>>>

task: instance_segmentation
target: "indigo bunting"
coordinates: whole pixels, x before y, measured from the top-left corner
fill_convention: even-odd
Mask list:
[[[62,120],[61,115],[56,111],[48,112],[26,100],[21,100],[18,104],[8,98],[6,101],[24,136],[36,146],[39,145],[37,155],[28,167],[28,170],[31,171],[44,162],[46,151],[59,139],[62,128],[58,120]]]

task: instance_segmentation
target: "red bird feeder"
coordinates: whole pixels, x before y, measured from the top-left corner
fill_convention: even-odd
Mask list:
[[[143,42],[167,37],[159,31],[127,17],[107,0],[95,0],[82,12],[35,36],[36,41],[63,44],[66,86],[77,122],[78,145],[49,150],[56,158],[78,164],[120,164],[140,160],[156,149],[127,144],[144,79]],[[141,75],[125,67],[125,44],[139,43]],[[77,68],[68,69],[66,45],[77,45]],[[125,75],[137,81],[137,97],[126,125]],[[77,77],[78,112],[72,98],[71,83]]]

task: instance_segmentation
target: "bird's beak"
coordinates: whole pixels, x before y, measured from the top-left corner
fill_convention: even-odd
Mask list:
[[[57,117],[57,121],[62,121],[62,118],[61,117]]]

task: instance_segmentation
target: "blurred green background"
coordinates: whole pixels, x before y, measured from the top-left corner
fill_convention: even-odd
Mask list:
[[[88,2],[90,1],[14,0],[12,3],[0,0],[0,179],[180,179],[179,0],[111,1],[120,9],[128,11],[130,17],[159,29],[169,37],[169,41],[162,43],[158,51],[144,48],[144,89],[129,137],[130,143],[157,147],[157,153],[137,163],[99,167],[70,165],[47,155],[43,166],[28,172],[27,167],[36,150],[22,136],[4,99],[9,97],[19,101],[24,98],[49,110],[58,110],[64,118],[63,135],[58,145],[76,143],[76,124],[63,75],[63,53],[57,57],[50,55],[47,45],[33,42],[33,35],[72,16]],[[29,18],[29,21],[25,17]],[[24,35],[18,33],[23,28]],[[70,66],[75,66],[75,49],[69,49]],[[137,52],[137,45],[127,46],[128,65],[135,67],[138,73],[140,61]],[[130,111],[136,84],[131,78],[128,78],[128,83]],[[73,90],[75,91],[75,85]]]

<<<

- _Exercise goal_
Extract every line of the records that contains the string "bird", with case counting.

- _Problem solution_
target: "red bird feeder"
target: "bird's beak"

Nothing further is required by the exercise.